SHORT PROBLEM 1>
Revise the part of the business succession text that opens with the words containing "Most owners have" and closes with "to address it.", putting "gap" in place of "mismatch".
SHORT PROBLEM 2>
According to the business succession text, what share of businesses that go to market actually result in a completed sale, as noted by the Exit Planning Institute?

TEXT SECTION>
__________
Step 2: Determine the Value of Your Business
An objective business valuation is foundational to everything else in the plan. It shapes pricing, funding strategy, tax planning, and successor selection.
Professional valuations use three primary approaches:
- Income approach — values the business based on its expected future earnings
- Market approach — compares the business to similar companies that have sold
- Asset-based approach — focuses on the net value of business assets

Most owners have an intuitive sense of what their business is worth, but that number is rarely tested against these methodologies. The Exit Planning Institute notes that only 20% to 30% of businesses that go to market actually result in a completed sale — often because sellers and buyers can't agree on value. An independent valuation surfaces that mismatch early, when there's still time to address it.
Step 3: Identify and Prepare Your Successor
Who takes over shapes every other element of the plan. Whether the successor is a family member, key employee, management team, or outside buyer, they need time to prepare — and so does the business.
__________
RECORD EXCERPTS>

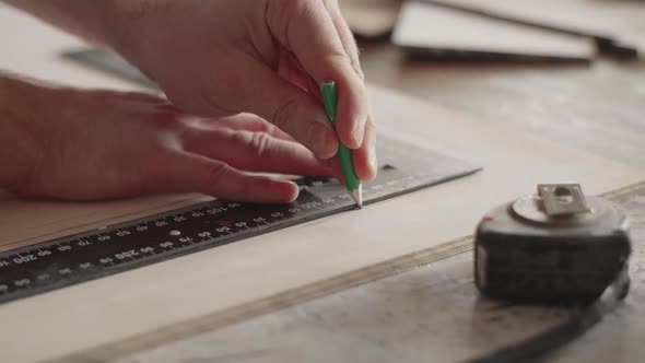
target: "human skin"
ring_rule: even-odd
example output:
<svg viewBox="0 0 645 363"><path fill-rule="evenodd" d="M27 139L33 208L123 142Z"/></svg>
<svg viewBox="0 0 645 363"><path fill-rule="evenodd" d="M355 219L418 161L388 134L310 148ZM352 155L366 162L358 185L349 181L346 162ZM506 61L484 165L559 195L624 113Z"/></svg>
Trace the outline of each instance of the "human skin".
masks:
<svg viewBox="0 0 645 363"><path fill-rule="evenodd" d="M374 122L336 1L9 2L115 49L167 96L0 77L0 144L11 151L0 185L13 192L284 202L293 183L248 172L340 176L339 139L355 149L359 177L375 176ZM340 90L336 130L318 92L328 79Z"/></svg>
__________
RIGHT ANSWER 1>
Most owners have an intuitive sense of what their business is worth, but that number is rarely tested against these methodologies. The Exit Planning Institute notes that only 20% to 30% of businesses that go to market actually result in a completed sale — often because sellers and buyers can't agree on value. An independent valuation surfaces that gap early, when there's still time to address it.

RIGHT ANSWER 2>
Only 20% to 30%.